- Page excerpt:
-- start --

After Kosovo, I was now based down south in Skopje, the capital of Macedonia.
With a population of around half a million, this city is home to not just Macedonians, but Albanians, Turks, Serbs, Bosnians and Roma.
Macedonia may be a poor country today, but the history down here is nothing short of remarkable. Entire books have been written on it, but here’s the gist of it.
Under Ottoman rule for five centuries, that all ended in 1913, and historic Macedonia was then carved up between Serbia, Bulgaria and Greece. At the end of the First World War, Macedonia became part of Serbia again. The Kingdom of Serbs, Croats and Slovenes was formed, and later in 1929 was named Yugoslavia.
After the Second World War, Yugoslavia became a socialist federation of six republics including Macedonia. In the 1980s, just as the USSR was starting to experience dissent, so it was with Yugoslavia.
While Macedonia may well have once been part of Yugoslavia, and thus experienced the Balkan wars, compared to Kosovo, it really is another world. Sure, there will be scars under the surface, but on the face of it, as you can see from my photos, it’s a million miles from Pristina or divided Mitrovica, which also were once part of Yugoslavia.
In fact, all six old republics that once made up Yugoslavia, ie Serbia, Croatia, Bosnia, Slovenia, Macedonia and Montenegro, are all so different. I’ve been in them all, and in many ways they are poles apart in character, traditions and general feeling.
I’m surprised that Belgrade held them together for so long. Again, much like Moscow, and the vast swathes of land and 15 republics that once was the USSR.
Macedonia gained its independence in 1991, and for many years was known by the strange acronym FYRM. The Former Yugoslav Republic of Macedonia. Not exactly catchy, is it? I remember in the ’90s every time I saw the name FYRM and thinking what and where is that?

-- end --

- Stored data:
-- start --

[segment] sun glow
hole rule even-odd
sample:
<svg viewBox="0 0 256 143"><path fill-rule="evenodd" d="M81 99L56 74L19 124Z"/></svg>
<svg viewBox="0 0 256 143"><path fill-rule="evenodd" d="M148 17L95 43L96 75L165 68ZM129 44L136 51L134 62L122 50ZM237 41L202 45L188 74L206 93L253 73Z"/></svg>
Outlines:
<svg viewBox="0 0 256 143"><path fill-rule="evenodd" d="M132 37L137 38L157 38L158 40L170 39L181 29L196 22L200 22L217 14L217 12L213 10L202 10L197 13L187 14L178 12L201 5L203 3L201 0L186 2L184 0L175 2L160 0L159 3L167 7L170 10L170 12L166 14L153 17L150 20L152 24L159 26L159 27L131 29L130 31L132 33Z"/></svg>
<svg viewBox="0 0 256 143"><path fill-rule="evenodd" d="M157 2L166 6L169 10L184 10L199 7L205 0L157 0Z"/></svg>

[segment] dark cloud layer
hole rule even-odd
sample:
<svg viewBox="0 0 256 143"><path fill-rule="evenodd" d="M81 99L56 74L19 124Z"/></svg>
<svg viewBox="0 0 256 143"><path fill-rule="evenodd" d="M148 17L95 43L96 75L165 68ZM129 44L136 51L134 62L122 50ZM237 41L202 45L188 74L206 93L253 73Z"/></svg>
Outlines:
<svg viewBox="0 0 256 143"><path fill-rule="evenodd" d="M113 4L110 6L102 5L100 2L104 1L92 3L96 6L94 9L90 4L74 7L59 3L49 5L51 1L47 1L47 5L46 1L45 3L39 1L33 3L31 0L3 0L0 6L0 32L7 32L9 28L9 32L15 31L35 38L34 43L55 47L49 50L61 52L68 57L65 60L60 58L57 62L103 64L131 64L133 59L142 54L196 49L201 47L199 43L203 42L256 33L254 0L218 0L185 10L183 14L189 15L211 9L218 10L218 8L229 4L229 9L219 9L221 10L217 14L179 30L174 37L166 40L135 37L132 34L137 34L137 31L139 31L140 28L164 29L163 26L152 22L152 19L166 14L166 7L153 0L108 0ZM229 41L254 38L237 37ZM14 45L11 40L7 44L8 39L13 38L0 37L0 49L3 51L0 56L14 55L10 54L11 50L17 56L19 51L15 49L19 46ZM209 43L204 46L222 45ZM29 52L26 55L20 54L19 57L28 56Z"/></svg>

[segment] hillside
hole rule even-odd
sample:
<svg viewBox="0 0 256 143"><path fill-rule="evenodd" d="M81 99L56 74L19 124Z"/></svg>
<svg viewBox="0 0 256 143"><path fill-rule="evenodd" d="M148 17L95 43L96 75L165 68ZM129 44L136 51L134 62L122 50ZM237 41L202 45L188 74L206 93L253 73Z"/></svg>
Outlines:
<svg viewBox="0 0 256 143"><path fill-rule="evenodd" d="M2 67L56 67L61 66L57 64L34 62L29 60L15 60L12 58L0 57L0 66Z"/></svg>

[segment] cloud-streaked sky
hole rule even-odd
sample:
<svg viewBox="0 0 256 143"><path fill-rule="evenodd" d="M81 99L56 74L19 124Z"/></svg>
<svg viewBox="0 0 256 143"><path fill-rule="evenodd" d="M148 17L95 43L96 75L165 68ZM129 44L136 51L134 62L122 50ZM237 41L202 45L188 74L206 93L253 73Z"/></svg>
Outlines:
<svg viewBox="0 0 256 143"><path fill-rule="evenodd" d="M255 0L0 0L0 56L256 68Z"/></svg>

-- end --

- Problems to solve:
(A) Rewrite the entries from the line with "[segment] hillside" up to and including the last line of the entries, putting "example" wherever "sample" appears and leaving everything else as it is.
(B) Write the next part of the travel piece about Skopje and Macedonia's history, picking up right after its final sentence.

- Task results:
(A)
[segment] hillside
hole rule even-odd
example:
<svg viewBox="0 0 256 143"><path fill-rule="evenodd" d="M81 99L56 74L19 124Z"/></svg>
<svg viewBox="0 0 256 143"><path fill-rule="evenodd" d="M148 17L95 43L96 75L165 68ZM129 44L136 51L134 62L122 50ZM237 41L202 45L188 74L206 93L253 73Z"/></svg>
Outlines:
<svg viewBox="0 0 256 143"><path fill-rule="evenodd" d="M2 67L56 67L61 66L57 64L34 62L29 60L15 60L12 58L0 57L0 66Z"/></svg>

[segment] cloud-streaked sky
hole rule even-odd
example:
<svg viewBox="0 0 256 143"><path fill-rule="evenodd" d="M81 99L56 74L19 124Z"/></svg>
<svg viewBox="0 0 256 143"><path fill-rule="evenodd" d="M148 17L95 43L96 75L165 68ZM129 44L136 51L134 62L122 50ZM237 41L202 45L188 74L206 93L253 73Z"/></svg>
Outlines:
<svg viewBox="0 0 256 143"><path fill-rule="evenodd" d="M255 0L0 0L0 56L256 68Z"/></svg>

(B)
Now that brings me on to the recent name change. It’s complicated so I’ll try to sum it up. Macedonia’s neighbour Greece, which had long voiced objections to the name Macedonia due to Greece itself having a region if its country called Macedonia, somewhat held the Macedonians back from joining the international community. In 2008, due to ongoing name arguments, Greece blocked Macedonia joining NATO. In 2011, the International Court of Justice ruled that Greece was wrong to block them due a name argument.
Fast forward to 2018. Compromises were made, and a referendum was held in Macedonia to change the name of the country to North Macedonia, which would appease the Greeks.
The Macedonians, mostly bitterly against the new name, boycotted the referendum. The turnout was so low that the result was declared invalid. But that did not stop the government from pressing ahead, much to the annoyance of its people.
Finally, in February 2019, the name change came into force after being ratified by both the Macedonian and Greek parliaments. This also paved the way for Greece to stop blocking Macedonia’s desire of joining NATO and the EU.
So, there we have it, the official name is now North Macedonia. But I’m told when on the street chatting with locals, to never refer to it as that. It seems no one likes this new name, and to locals, it will always be Macedonia.
Day after day, I just walked and walked, all over Skopje. How to sum it up? It’s a contradictory mix of lively, buzzing, quiet, polluted, authentic, noisy, laid back, and jam-packed stuffed full of old-world charm.
I stopped off at delightful side street cafes and enjoyed not only a strong Turkish-style cuppa, but also to escape the heat which was 30 degrees every day.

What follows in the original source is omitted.